Consignes des tâches:
(A) Transcrivez sans rien changer, dans l'article sur la démission de Jérôme Cahuzac, tout le passage depuis « Le ministre du » jusqu'à « banque suisse UBS. ».
(B) D'après l'article sur la démission de Jérôme Cahuzac, dans quelle banque suisse l'ancien ministre est-il accusé d'avoir détenu un compte ?

Texte extrait:
• • • • • • •

Le ministre du Budget Jérôme Cahuzac, un pilier du gouvernement français accusé d'avoir détenu un compte en Suisse, a démissionné mardi, trois heures après que le parquet eut annoncé l'ouverture d'une information judiciaire pour blanchiment de fraude fiscale sur cette affaire.

«Le président de la République a mis fin aux fonctions de Jérôme Cahuzac, ministre délégué auprès du ministre de l'Economie et des Finances, chargé du budget, à sa demande», a indiqué mardi soir la présidence.

François Hollande a souligné le «talent et la compétence» de l'ancien ministre, et salué «la décision qu'il a prise de remettre sa démission de membre du gouvernement pour mieux défendre son honneur».

Jérôme Cahuzac a aussitôt réaffirmé dans un communiqué son «innocence» et dénoncé le «caractère calomniateur» de l'accusation selon laquelle il a détenu un compte à la banque suisse UBS.

Il ajoute avoir décidé de présenter sa démission «par respect pour le bon fonctionnement tant du gouvernement que de la justice».

Cette démission du grand argentier du gouvernement survient à un moment particulièrement délicat: Jérôme Cahuzac avait commencé lundi à recevoir les autres ministres pour déterminer les économies envisagées pour réduire les déficits publics dans la préparation du budget 2014.

La forte personnalité de ce chirurgien de 60 ans, qui a fait fortune dans les implants capillaires, devait garantir une nouvelle baisse draconienne des dépenses publiques.

• • • • • • •

Données enregistrées:
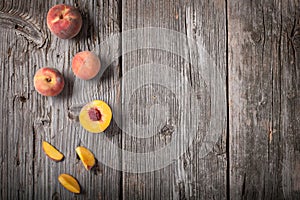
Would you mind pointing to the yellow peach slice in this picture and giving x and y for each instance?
(95, 116)
(69, 182)
(86, 157)
(52, 152)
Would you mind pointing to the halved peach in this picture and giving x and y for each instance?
(95, 116)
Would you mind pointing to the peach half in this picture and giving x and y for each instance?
(48, 81)
(64, 21)
(86, 65)
(95, 116)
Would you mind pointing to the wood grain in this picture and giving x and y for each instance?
(264, 106)
(256, 43)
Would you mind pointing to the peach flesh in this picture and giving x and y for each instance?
(64, 21)
(86, 65)
(94, 114)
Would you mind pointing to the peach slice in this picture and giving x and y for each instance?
(52, 152)
(64, 21)
(95, 116)
(87, 158)
(48, 81)
(69, 182)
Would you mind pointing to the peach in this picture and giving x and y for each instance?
(95, 116)
(86, 156)
(48, 81)
(64, 21)
(52, 152)
(86, 65)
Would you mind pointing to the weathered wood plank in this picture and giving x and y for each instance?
(29, 118)
(192, 176)
(264, 99)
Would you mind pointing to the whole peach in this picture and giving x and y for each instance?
(48, 81)
(64, 21)
(86, 65)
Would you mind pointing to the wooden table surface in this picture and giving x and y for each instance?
(254, 45)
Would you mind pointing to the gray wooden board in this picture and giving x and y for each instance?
(264, 99)
(29, 118)
(262, 63)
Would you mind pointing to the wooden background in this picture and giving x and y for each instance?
(256, 44)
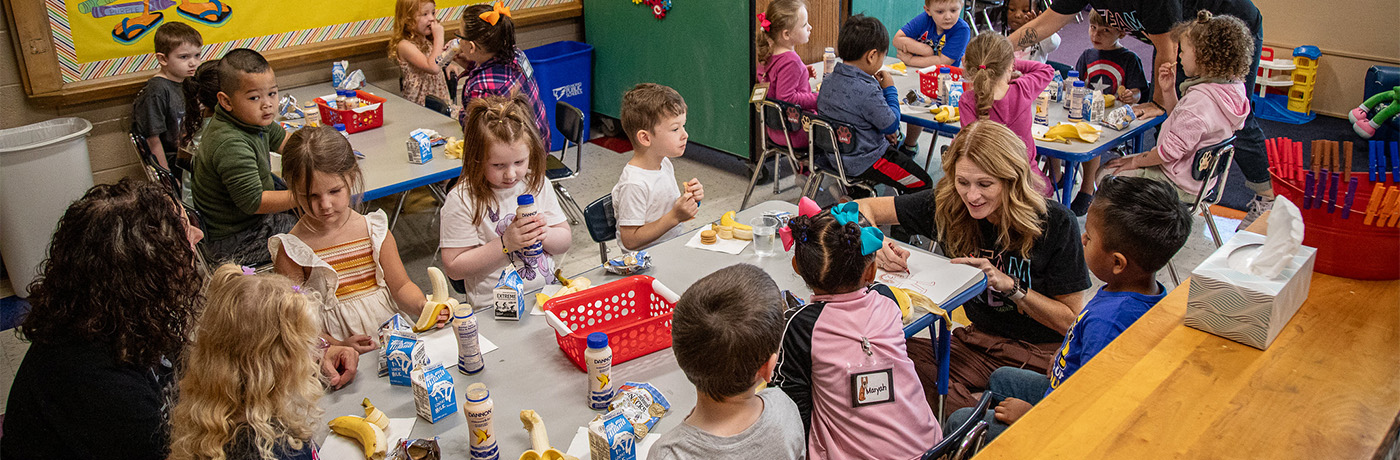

• • • • • • •

Réponses par tâche:
(A)
Le ministre du Budget Jérôme Cahuzac, un pilier du gouvernement français accusé d'avoir détenu un compte en Suisse, a démissionné mardi, trois heures après que le parquet eut annoncé l'ouverture d'une information judiciaire pour blanchiment de fraude fiscale sur cette affaire.

«Le président de la République a mis fin aux fonctions de Jérôme Cahuzac, ministre délégué auprès du ministre de l'Economie et des Finances, chargé du budget, à sa demande», a indiqué mardi soir la présidence.

François Hollande a souligné le «talent et la compétence» de l'ancien ministre, et salué «la décision qu'il a prise de remettre sa démission de membre du gouvernement pour mieux défendre son honneur».

Jérôme Cahuzac a aussitôt réaffirmé dans un communiqué son «innocence» et dénoncé le «caractère calomniateur» de l'accusation selon laquelle il a détenu un compte à la banque suisse UBS.

(B) Dans la banque UBS.